**Direction:** Rescale the data from the line with "the utility wire?" to the line with "[[[4,282],[13,281],[20,272],[17,254],[14,252],[0,252],[0,279]]]", both included, and reproduce only those lines in full, requests and all. Multiply every coordinate in the answers by 2 and round to whole numbers, with halves going up.

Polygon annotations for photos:
************

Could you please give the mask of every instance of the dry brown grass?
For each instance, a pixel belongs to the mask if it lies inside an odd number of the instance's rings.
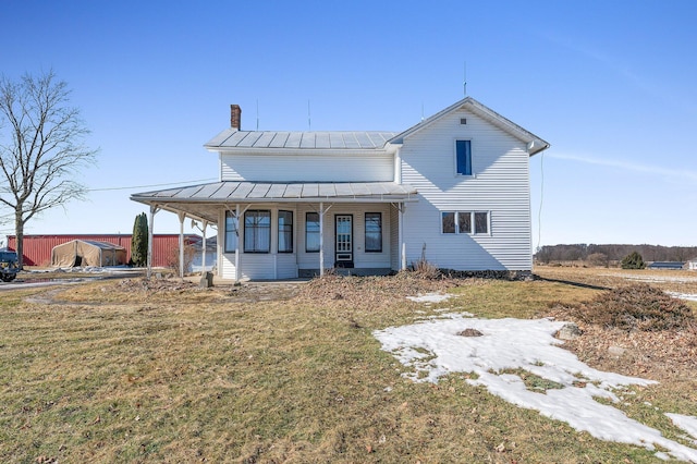
[[[598,294],[561,282],[573,279],[401,274],[213,289],[134,279],[5,292],[0,460],[650,462],[646,450],[578,434],[458,376],[413,383],[371,335],[440,309],[533,317]],[[456,297],[404,298],[433,291]],[[675,386],[639,394],[697,414],[694,380],[680,394]]]

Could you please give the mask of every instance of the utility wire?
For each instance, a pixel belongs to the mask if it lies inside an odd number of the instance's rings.
[[[545,200],[545,151],[540,154],[540,208],[537,211],[537,249],[542,242],[542,203]]]
[[[208,182],[208,181],[216,181],[216,180],[218,180],[218,178],[195,179],[193,181],[182,181],[182,182],[169,182],[167,184],[133,185],[130,187],[87,188],[87,192],[129,191],[134,188],[164,187],[168,185],[191,184],[194,182]]]

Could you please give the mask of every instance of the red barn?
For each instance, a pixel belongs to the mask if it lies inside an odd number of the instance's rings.
[[[107,242],[126,249],[126,261],[131,259],[131,234],[74,234],[74,235],[24,235],[24,266],[50,266],[51,251],[73,240]],[[184,234],[184,244],[200,241],[196,234]],[[8,235],[8,248],[16,251],[16,236]],[[167,267],[172,254],[178,259],[179,234],[155,234],[152,236],[152,266]]]

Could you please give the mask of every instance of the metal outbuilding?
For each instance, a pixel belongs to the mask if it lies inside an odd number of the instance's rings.
[[[126,251],[126,262],[131,258],[131,234],[46,234],[46,235],[24,235],[24,259],[25,266],[50,266],[51,252],[57,245],[71,242],[73,240],[106,242],[121,246]],[[200,237],[196,234],[184,234],[186,245],[197,243]],[[16,236],[8,235],[8,248],[16,251]],[[172,257],[176,259],[179,249],[179,234],[155,234],[152,236],[152,266],[168,267],[172,262]]]
[[[54,267],[123,266],[126,262],[126,249],[107,242],[73,240],[51,251]]]

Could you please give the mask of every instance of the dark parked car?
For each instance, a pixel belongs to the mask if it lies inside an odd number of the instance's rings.
[[[4,282],[13,281],[20,272],[17,254],[14,252],[0,252],[0,279]]]

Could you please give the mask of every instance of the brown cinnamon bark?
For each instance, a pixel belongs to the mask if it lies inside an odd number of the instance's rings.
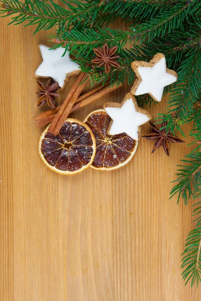
[[[110,87],[109,85],[104,86],[104,87],[101,87],[102,88],[101,89],[100,87],[99,87],[99,91],[97,91],[96,93],[92,93],[92,91],[94,91],[95,89],[91,90],[90,92],[90,95],[86,97],[86,95],[88,95],[88,92],[84,93],[83,95],[81,95],[82,100],[79,101],[77,103],[75,103],[73,107],[72,108],[70,112],[73,112],[75,110],[79,109],[80,108],[82,108],[85,105],[90,103],[92,101],[100,98],[100,97],[104,96],[107,94],[116,90],[118,88],[121,87],[123,86],[123,84],[120,84],[119,86],[117,85],[117,82],[115,84],[115,85],[113,87]],[[78,98],[80,99],[80,97]],[[56,113],[58,111],[59,108],[61,106],[59,106],[57,107],[55,110],[48,110],[46,112],[44,112],[43,113],[41,113],[39,115],[37,115],[34,117],[34,120],[38,127],[43,126],[43,125],[45,125],[46,124],[48,124],[54,118],[55,116],[56,115]]]
[[[86,85],[87,82],[86,79],[87,77],[87,73],[82,72],[75,81],[49,128],[49,131],[53,134],[55,135],[58,134],[76,100]],[[83,81],[84,82],[81,83]]]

************

**Response:**
Could you please give the mask of every instance of the utility wire?
For each instance, a pixel belongs to the mask if it lies inside an odd number of the instance's rings.
[[[1090,400],[1090,302],[1080,308],[1080,416],[1074,422],[1074,498],[1084,484],[1084,406]]]
[[[416,364],[416,362],[432,362],[432,360],[436,360],[436,356],[390,358],[386,362],[364,362],[364,364],[338,364],[334,368],[266,370],[260,374],[174,376],[174,384],[258,382],[268,376],[328,374],[336,370],[382,368],[388,364]]]

Could you please give the mask of every instance of the red barn?
For each instance, a pixel belongs to the mask if it lies inside an odd number of the instance's rings.
[[[214,484],[252,498],[252,522],[262,518],[262,468],[148,468],[148,470],[48,470],[48,532],[100,532],[102,502],[146,480]],[[368,468],[368,488],[400,482],[392,468]],[[16,470],[16,496],[32,502],[32,472]],[[334,534],[344,508],[356,518],[358,468],[310,468],[304,472],[304,532]]]

Could you please give the mask of every instance of the metal outbuilding?
For each instance, a pixel belongs to the mask if it lies inside an odd number of the instance's rings.
[[[252,502],[252,524],[262,516],[262,468],[92,468],[92,470],[48,470],[48,518],[50,532],[100,532],[102,504],[114,490],[142,484],[146,480],[212,484],[242,492]],[[400,474],[392,468],[368,468],[372,490],[394,486]],[[32,472],[16,470],[16,496],[32,502]],[[344,514],[352,518],[358,498],[358,468],[310,468],[304,472],[304,532],[336,534],[344,524]]]
[[[108,534],[246,532],[252,524],[252,498],[214,484],[146,480],[102,502]]]

Could you please give the mask of every instance of the dark parked car?
For each instance, a pixel belongs to the mask if it lies inside an odd number of the instance's rings.
[[[8,564],[26,562],[40,544],[34,508],[28,504],[0,504],[0,558]]]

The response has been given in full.